Hendrikto49 days ago
> Another takeaway here, as always, is not to trust everything LLMs say.I would go even farther and say to not trust anything they say. Always be skeptical, always verify.
- nasretdinov49 days ago
 Applies to humans as well :)
 - rplnt49 days ago
 Not at all. With human you can have some expectations based on context, expertise. They are also far less likely to make up extremely specific details.
 - nasretdinov49 days ago
 Sure. I was agreeing with the conclusion though, where you should aim to verify what you hear from other humans, no matter how confident they sound. Been burned by that a few times by blindly trusting some statements from some respected people only for it to blow up in production because they were wrong :).
 - lenkite49 days ago
 There are many humans who are far more reliable than LLM's on a 99.9999% win streak.
 - rat998849 days ago
 Yes, now generalize the theorem to any human to make it usable on a daily basis.
 - 9rx49 days ago
 That is, strangely, until those humans turn to a topic I know something about. Then their reliability drops like a hot potato. At least they get everything else right!
yosefk49 days ago
Rust HashSets are HashMaps with an empty type as the value type, but the compiler actually optimizes away the storage for the keys based on the type being empty. Go doesn't bother to either define a set type like most languages do, or to optimize the map implementation with an empty type as the value type
gethly49 days ago
Empty struct is good for representing non-nil zero-length information, for example this is ideal for many use cases where channels are involved. Or of you have a http route and you want to return empty response(200 OK or 204 No Content, instead of error).Boolean on the other hand inherently contains two information: either true or false. ie. there will always be information and it will always be one of two values.This is similar to *struct{} where we can signal no information, or false, by returning/passing nil or initiated pointer to empty struct as true/value present.For maps, bool makes more sense as otherwise we just want a list with fast access to determine whether value in the list exists or not. Which is often something we might want. But it should not detract form the fact that each type has its own place and just because new implementation for maps ignores this, in this particular use, case does not make them worse than previous version.tl;dr it is good to know this fact about the new swiss maps, but it should not have any impact on programming an design decisions whatsoever.
*-*-*
◆ **Prompt**
Copy the forum thread word for word, from "Hendrikto49 days ago" to "99.9999% win streak.".

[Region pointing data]
*-*-*
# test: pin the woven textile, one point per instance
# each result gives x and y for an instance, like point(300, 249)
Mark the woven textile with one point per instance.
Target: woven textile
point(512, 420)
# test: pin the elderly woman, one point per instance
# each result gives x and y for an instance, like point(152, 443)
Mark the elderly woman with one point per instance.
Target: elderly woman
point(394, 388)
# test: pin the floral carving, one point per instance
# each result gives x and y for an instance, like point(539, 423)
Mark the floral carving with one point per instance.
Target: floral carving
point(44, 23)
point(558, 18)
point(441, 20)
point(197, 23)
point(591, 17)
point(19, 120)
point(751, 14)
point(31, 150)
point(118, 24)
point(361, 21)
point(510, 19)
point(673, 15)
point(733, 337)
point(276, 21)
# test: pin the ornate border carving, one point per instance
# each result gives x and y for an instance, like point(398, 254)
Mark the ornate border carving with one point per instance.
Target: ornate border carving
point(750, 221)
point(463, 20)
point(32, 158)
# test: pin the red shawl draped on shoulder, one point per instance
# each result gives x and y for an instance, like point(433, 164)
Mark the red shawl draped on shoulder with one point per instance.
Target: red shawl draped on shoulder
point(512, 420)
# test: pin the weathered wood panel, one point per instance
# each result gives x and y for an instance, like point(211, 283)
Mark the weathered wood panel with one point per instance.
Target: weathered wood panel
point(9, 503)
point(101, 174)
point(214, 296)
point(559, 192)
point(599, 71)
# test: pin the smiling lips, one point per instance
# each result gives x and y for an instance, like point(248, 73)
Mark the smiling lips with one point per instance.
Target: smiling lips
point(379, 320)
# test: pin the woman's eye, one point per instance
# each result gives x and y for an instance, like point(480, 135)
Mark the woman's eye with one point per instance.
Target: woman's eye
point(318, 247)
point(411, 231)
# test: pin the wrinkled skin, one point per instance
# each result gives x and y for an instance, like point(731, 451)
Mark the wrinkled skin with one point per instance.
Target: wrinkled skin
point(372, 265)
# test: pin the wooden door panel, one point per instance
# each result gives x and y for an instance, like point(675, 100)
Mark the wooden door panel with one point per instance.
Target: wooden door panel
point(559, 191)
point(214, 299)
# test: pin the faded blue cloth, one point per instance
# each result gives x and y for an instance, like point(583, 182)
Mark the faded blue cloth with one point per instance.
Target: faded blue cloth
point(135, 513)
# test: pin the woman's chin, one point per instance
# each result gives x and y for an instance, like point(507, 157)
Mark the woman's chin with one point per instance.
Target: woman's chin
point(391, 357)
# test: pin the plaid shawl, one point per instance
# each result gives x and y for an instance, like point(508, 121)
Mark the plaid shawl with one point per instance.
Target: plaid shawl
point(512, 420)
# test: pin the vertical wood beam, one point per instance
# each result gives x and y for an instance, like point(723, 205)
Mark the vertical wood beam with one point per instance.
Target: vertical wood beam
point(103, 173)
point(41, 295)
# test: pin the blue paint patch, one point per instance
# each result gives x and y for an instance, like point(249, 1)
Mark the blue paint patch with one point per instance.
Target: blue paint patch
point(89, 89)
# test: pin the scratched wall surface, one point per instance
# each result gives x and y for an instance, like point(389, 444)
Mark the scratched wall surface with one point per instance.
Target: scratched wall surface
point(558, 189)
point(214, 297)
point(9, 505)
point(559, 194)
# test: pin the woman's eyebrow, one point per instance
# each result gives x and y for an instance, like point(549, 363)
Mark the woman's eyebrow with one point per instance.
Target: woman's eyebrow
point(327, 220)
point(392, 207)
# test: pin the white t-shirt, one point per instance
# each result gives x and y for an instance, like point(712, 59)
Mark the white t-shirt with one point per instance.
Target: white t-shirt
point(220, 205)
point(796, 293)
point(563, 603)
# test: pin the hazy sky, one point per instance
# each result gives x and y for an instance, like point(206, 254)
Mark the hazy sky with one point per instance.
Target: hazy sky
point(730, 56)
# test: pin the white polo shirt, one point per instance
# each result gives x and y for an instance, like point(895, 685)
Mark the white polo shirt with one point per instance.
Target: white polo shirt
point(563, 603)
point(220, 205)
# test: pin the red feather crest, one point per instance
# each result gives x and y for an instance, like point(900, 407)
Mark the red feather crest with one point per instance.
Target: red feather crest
*-*-*
◆ **Result**
Hendrikto49 days ago
> Another takeaway here, as always, is not to trust everything LLMs say.I would go even farther and say to not trust anything they say. Always be skeptical, always verify.
- nasretdinov49 days ago
 Applies to humans as well :)
 - rplnt49 days ago
 Not at all. With human you can have some expectations based on context, expertise. They are also far less likely to make up extremely specific details.
 - nasretdinov49 days ago
 Sure. I was agreeing with the conclusion though, where you should aim to verify what you hear from other humans, no matter how confident they sound. Been burned by that a few times by blindly trusting some statements from some respected people only for it to blow up in production because they were wrong :).
 - lenkite49 days ago
 There are many humans who are far more reliable than LLM's on a 99.9999% win streak.